* BEGIN INFORMATION SHOWN *

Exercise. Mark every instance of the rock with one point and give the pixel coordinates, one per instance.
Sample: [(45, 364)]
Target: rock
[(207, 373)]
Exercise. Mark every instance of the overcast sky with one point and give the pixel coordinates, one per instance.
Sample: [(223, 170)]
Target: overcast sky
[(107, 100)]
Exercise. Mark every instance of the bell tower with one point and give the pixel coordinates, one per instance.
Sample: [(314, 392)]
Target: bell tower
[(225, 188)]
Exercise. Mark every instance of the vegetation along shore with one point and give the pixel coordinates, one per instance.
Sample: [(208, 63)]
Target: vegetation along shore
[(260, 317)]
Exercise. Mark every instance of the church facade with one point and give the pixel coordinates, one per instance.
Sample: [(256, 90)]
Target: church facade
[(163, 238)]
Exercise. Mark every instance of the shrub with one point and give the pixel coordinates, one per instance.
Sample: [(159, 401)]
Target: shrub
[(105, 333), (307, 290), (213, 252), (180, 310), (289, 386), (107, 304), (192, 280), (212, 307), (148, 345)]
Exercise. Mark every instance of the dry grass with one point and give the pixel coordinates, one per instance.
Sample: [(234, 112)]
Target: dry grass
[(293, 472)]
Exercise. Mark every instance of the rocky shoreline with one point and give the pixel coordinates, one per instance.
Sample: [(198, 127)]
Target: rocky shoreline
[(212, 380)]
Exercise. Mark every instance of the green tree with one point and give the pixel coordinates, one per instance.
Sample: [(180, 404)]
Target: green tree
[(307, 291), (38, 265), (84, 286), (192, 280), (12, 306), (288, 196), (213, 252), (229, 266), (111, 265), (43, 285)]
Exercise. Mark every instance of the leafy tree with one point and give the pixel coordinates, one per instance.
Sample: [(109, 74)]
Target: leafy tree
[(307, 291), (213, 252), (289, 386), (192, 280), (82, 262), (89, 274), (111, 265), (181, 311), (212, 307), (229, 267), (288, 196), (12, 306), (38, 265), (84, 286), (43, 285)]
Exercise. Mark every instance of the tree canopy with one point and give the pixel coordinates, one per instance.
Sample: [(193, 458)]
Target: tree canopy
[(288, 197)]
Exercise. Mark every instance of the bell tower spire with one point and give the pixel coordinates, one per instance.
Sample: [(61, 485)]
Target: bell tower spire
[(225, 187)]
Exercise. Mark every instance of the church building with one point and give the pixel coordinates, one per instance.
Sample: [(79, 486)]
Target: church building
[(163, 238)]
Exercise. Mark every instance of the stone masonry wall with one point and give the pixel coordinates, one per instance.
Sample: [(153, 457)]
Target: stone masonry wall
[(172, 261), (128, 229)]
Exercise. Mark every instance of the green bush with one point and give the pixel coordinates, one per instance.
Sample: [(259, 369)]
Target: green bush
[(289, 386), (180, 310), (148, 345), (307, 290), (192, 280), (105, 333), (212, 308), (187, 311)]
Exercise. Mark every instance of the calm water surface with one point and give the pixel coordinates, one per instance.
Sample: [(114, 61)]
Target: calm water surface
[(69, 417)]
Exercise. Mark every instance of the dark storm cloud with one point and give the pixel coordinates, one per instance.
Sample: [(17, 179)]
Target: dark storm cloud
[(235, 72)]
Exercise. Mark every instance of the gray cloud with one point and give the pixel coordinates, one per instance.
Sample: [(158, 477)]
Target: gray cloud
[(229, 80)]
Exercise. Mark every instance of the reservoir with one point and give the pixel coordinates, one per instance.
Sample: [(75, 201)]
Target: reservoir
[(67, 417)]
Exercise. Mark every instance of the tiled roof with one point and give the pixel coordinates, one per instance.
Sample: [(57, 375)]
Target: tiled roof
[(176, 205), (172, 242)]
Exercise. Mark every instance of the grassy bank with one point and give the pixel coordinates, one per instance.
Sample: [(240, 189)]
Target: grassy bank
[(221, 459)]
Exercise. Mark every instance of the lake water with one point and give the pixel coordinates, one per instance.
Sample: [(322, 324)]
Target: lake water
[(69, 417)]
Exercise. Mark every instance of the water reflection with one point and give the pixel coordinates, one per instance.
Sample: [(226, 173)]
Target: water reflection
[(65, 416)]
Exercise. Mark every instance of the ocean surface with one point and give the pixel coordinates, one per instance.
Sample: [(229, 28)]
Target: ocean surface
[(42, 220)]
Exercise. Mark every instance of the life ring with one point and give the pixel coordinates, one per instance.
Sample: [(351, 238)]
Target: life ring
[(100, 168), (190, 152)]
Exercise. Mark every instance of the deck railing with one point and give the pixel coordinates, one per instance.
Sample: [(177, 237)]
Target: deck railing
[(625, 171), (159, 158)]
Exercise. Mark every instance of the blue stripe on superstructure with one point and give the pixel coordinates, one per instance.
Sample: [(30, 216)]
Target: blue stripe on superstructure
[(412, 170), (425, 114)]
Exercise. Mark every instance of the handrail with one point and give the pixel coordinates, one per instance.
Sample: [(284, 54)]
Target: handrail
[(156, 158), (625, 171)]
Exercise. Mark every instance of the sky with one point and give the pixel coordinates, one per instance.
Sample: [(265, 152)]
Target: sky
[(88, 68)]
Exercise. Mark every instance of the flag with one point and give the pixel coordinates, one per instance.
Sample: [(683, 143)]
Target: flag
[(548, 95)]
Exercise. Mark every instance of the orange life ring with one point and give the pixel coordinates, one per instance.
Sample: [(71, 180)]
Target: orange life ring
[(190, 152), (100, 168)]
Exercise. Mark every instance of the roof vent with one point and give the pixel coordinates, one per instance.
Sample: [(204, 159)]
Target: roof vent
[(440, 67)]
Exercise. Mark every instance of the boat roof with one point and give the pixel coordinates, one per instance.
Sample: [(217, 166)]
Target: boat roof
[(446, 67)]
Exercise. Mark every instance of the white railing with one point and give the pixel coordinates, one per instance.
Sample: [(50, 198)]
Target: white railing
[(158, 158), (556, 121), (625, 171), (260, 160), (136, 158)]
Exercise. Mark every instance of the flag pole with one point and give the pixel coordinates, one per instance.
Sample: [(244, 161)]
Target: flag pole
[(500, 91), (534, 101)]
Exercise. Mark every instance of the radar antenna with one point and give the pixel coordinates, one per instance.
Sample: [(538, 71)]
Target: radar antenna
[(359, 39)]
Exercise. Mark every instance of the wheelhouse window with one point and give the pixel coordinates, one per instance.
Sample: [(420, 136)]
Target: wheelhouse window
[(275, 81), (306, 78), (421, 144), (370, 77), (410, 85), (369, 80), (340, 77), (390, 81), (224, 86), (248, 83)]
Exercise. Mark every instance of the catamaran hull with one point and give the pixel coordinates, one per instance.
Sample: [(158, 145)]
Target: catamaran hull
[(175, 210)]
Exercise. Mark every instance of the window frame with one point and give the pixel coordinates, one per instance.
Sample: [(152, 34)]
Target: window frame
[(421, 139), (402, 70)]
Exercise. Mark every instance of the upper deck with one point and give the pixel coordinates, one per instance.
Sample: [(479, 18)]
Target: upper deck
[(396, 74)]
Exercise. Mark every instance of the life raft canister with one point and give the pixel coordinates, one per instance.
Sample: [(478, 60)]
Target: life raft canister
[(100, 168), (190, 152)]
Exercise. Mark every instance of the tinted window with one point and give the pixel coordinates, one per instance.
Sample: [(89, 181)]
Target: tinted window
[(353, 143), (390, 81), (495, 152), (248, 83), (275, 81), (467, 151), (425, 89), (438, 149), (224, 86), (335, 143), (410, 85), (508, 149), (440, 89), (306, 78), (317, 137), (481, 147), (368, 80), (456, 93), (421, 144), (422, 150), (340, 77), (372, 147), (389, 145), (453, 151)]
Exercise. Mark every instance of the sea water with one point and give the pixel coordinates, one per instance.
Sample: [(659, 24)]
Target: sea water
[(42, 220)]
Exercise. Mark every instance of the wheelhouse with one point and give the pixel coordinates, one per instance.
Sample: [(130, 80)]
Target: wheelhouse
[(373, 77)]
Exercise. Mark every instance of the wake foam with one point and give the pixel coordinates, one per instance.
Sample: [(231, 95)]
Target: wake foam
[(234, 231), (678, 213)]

* END INFORMATION SHOWN *

*AIM OF THE EXERCISE*.
Copy the following rows word for word, starting at the line that contains "Exercise. Mark every instance of the tiled" and ending after the line that contains "[(625, 171), (159, 158)]".

*RESPONSE FOR THIS EXERCISE*.
Exercise. Mark every instance of the tiled roof with one point and give the pixel coordinates, one per instance.
Sample: [(57, 375)]
Target: tiled roof
[(176, 205), (172, 242)]
Exercise. Mark every instance of the grassy bank with one point and give the pixel coordinates, one per instance.
Sample: [(240, 189)]
Target: grassy bank
[(221, 459)]
Exercise. Mark every instance of the lake water with one point and give the pixel coordinates, one per instance.
Sample: [(322, 324)]
Target: lake water
[(69, 417)]
Exercise. Mark every instance of the water reflection with one point and give the pixel coordinates, one per instance.
Sample: [(226, 173)]
Target: water reflection
[(65, 416)]
Exercise. Mark every instance of the ocean surface with one point and give the pixel coordinates, one per instance.
Sample: [(229, 28)]
Target: ocean surface
[(42, 220)]
Exercise. Mark every instance of the life ring with one point and give the pixel coordinates, one per instance.
Sample: [(351, 238)]
Target: life ring
[(100, 168), (190, 152)]
Exercise. Mark every instance of the deck railing with one point and give the pixel coordinates, one per instance.
Sample: [(177, 237)]
Target: deck railing
[(625, 171), (159, 158)]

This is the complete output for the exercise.